--- Document extract Enclosed Below ---
Attorney General Morrisey Highlights 2018 Achievements with Year-In-Review

Updated 3 weeks ago From a News Release by WV Attorney General Patrick Morrisey
CHARLESTON — West Virginia Attorney General Patrick Morrisey debuted a task force to more aggressively root out elder abuse, forced sweeping national reform to eradicate the opioid epidemic and fought to protect farmers, coal miners and countless others in his office’s continued push against federal overreach – all just a sample of the office’s significant accomplishments in 2018.

 
“This year has been full of tremendous achievements,” Attorney General Morrisey said. “By stopping elder abuse, eradicating senseless death associated with opioid abuse and pushing back against federal overreach, we can help West Virginia reach her full potential. We will continue to press onward in the coming year with the same vigor that made for so many victories.”
 
The Attorney General formed an elder abuse litigation and prevention unit to better connect seniors with the office’s robust capabilities and hold accountable anyone who exploits, abuses or neglects the state’s senior citizens. This effort led to the establishment of an elder abuse hotline, a scam alert database and regional councils of experts.
 
The team approach yielded a statewide initiative that partnered with senior meal delivery programs to raise awareness as to the red flags of financial abuse. The task force also partnered with community and technical colleges to offer computer literacy and cybersecurity training.
 
The Attorney General scored a major victory in the fight against opioid abuse when his lawsuit with the U.S. Drug Enforcement Administration locked in sweeping reform to national drug policy. Attorney General Morrisey’s unilateral action convinced DEA to embrace his call for greater input and consideration of illegal diversion in its determination of how many opioid pills can be manufactured each year.
--- End of Enclosed Document extract ---
--- Given data Enclosed Below ---
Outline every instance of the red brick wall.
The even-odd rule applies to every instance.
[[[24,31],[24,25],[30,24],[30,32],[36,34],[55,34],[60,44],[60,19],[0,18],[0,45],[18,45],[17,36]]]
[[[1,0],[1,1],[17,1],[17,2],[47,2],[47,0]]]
--- End of Enclosed Given data ---
Exercise tasks.
(a) In the Morrisey year-in-review release, what three things came out of the elder abuse unit's effort?
(b) Write the next part of the Morrisey year-in-review release, picking up after its last sentence.
The data has no role here.

Task-by-task results.
(a) An elder abuse hotline, a scam alert database and regional councils of experts.

(b)
 
The Attorney General affected change on the state level in reaching a $550,000 settlement against an accused pill mill in Boone County. He also convinced legislators to adopt an anti-retaliation law that alleviates negative consequences for doctors who refuse to prescribe deadly, addictive painkillers.
 
Those victories complement the year’s effort to raise wide awareness as to the dangers of prescription opioid abuse, whether by way of the office’s elementary and middle school design contest, its expanded partnership with in-state colleges to reach eighth grade students or its collaboration with high schools to reach student athletes and their communities.
 
On the regulatory front, Attorney General Morrisey remained a national leader in efforts to unwind and replace the so-called Clean Power Plan and Waters of the United States rule – both Obama-era regulations that, if enacted, would have devastated farmers, coal miners and land owners across West Virginia.
 
The Attorney General attended the U.S. Environmental Protection Agency’s unveiling of its proposed WOTUS replacement, months after his office succeeded in continuing to block enforcement of the Obama-era regulation.
 
The Attorney General led a 21-state coalition in expressing support for President Trump’s proposed Affordable Clean Energy rule, a replacement rule made possible by Attorney General Morrisey’s historic victory at the U.S. Supreme Court that blocked the Obama-era Power Plan.
 
Other accomplishments include the following:
  • Reaching a $2.65 million settlement with Volkswagen, Porsche and Audi to resolve allegations linked to its emissions cheating scandal.
  • Fought to stop or reduce the number of annoying and harmful robocalls to consumers.
  • Finished 2018 on pace to exceed $13 million in total projected savings through a partnership to root out disability fraud with the Social Security Administration.
  • Led a broad, bipartisan effort to protect memorials that include religious symbols.
  • Filed suit against Equifax alleging its 2017 data breach exposed more than 730,000 West Virginia consumers to the risk of identity theft.
  • Expanded the office’s involvement in DEA’s Drug Take Back Day by partnering with law enforcement and substance abuse groups at six sites across West Virginia.
  • Took multiple stands against sanctuary cities and the Obama-era Deferred Action for Childhood Arrivals (DACA) program in the fight against illegal immigration.
  • Secured concealed carry recognition with Minnesota for the first time ever, while bolstering mutual recognition with Montana and maintaining recognition with Pennsylvania, despite its discontinuing of an agreement with another state.
  • Defended the tradition of legislative prayer in supporting the U.S. House of Representatives.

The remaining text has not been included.